Manières de table dans l'empire ottoman à l'orée du XVIIIe siècle
Paul Lucas est d'abord un commerçant, faisant trafic de pierres précieuses. Pour les besoins de son activité professionnelle il sillonne l'empire ottoman de Constantinople à Tunis, du Caire à Jérusalem, parcourant à maintes reprises la Turquie, l'Asie mineure, l'Egypte, la Palestine, l'actuel Maghreb, sans compter toutes les îles de la Méditerranée, et, à l'occasion, la Perse et l'Arménie. Ses voyages, qui durent toujours plusieurs années, se font par tous les moyens à sa disposition : en bateau comme à dos de chameau, mais le plus souvent à pied, au rythme lent des caravanes, car les voleurs et autres pirates pullulent et il est très déconseillé de voyager seul.
Il est aussi un voyageur curieux de tout. Nommé antiquaire du roi, charge plus honorifique que réelle, il achète des manuscrits anciens, des curiosités diverses qu'il laissera à la Bibliothèque du Roi Louis XIV. Il n'est pas une ruine qu'il ne cherche à explorer, pas une inscription ancienne qu'il ne recopie.

## LIGNES
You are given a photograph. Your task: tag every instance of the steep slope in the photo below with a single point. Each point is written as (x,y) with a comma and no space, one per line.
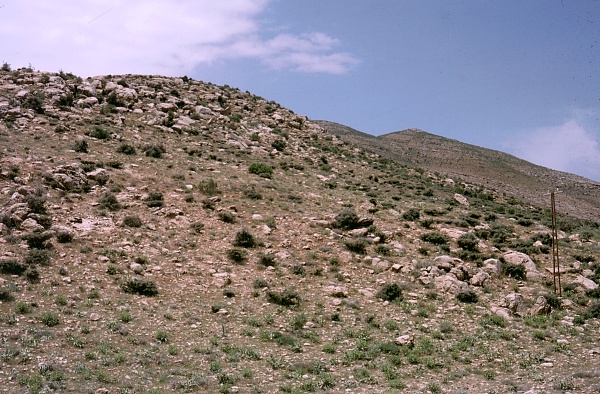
(497,170)
(164,235)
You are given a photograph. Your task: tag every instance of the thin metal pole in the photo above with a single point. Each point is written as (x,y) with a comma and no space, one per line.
(555,258)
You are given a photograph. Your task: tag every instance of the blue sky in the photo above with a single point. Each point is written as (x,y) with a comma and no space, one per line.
(515,76)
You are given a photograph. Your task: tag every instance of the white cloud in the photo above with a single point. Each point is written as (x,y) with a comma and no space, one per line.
(91,37)
(568,147)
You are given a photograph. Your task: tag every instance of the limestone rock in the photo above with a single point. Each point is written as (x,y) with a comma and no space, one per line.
(541,307)
(480,278)
(450,284)
(519,258)
(586,283)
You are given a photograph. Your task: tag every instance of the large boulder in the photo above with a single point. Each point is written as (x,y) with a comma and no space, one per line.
(449,284)
(518,258)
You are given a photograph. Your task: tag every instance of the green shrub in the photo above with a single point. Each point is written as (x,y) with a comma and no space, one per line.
(209,187)
(109,201)
(126,149)
(245,239)
(435,238)
(37,257)
(140,286)
(6,294)
(411,215)
(278,145)
(356,245)
(467,296)
(261,169)
(154,200)
(132,221)
(468,242)
(12,267)
(37,239)
(516,271)
(197,227)
(64,237)
(267,260)
(154,150)
(227,217)
(100,133)
(237,256)
(50,318)
(283,298)
(347,219)
(390,292)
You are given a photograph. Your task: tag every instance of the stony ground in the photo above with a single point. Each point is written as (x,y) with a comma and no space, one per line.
(167,235)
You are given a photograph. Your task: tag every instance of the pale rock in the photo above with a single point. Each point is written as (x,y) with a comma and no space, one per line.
(519,258)
(336,291)
(405,340)
(480,278)
(586,283)
(449,284)
(492,267)
(515,302)
(137,268)
(499,311)
(541,307)
(462,200)
(94,316)
(31,225)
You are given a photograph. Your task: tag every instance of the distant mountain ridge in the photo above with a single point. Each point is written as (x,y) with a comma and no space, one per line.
(494,169)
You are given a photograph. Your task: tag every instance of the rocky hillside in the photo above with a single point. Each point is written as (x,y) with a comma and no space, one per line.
(580,197)
(164,235)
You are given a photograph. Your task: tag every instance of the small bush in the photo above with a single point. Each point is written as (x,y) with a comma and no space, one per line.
(411,215)
(37,257)
(12,267)
(154,200)
(50,319)
(356,245)
(245,239)
(100,133)
(197,227)
(37,239)
(467,296)
(109,201)
(6,295)
(347,219)
(435,238)
(237,256)
(64,237)
(516,271)
(260,283)
(278,145)
(390,292)
(132,221)
(283,298)
(261,169)
(468,242)
(126,149)
(267,260)
(81,146)
(209,187)
(140,286)
(226,217)
(154,150)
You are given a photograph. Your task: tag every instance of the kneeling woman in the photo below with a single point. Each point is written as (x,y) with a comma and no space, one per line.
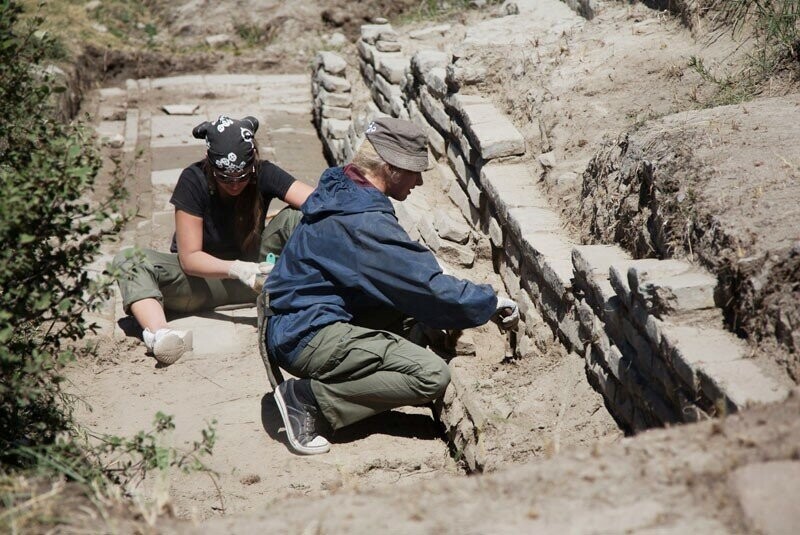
(220,208)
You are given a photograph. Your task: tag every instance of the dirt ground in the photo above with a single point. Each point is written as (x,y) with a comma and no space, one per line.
(719,187)
(568,84)
(625,81)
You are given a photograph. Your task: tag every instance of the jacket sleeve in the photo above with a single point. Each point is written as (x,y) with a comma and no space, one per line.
(406,275)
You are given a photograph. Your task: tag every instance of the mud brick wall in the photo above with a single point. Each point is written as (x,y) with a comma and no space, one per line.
(384,68)
(647,329)
(333,103)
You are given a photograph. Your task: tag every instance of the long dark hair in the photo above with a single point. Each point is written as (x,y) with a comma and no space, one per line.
(248,208)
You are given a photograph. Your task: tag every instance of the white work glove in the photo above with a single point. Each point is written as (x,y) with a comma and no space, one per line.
(506,315)
(248,271)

## CONSIGNES
a. Recopiez le texte sur Paul Lucas en commençant à « Manières de table » et en terminant à « de voyager seul. ».
b. Selon le texte sur Paul Lucas, à quelle bibliothèque laissera-t-il les manuscrits anciens et les curiosités qu'il achète ?
c. D'après le texte sur Paul Lucas, pourquoi voyage-t-il le plus souvent à pied, au rythme lent des caravanes ?

## CORRIGÉ
a.
Manières de table dans l'empire ottoman à l'orée du XVIIIe siècle
Paul Lucas est d'abord un commerçant, faisant trafic de pierres précieuses. Pour les besoins de son activité professionnelle il sillonne l'empire ottoman de Constantinople à Tunis, du Caire à Jérusalem, parcourant à maintes reprises la Turquie, l'Asie mineure, l'Egypte, la Palestine, l'actuel Maghreb, sans compter toutes les îles de la Méditerranée, et, à l'occasion, la Perse et l'Arménie. Ses voyages, qui durent toujours plusieurs années, se font par tous les moyens à sa disposition : en bateau comme à dos de chameau, mais le plus souvent à pied, au rythme lent des caravanes, car les voleurs et autres pirates pullulent et il est très déconseillé de voyager seul.

b. À la Bibliothèque du Roi Louis XIV.

c. Les voleurs et autres pirates pullulent, et il est donc très déconseillé de voyager seul.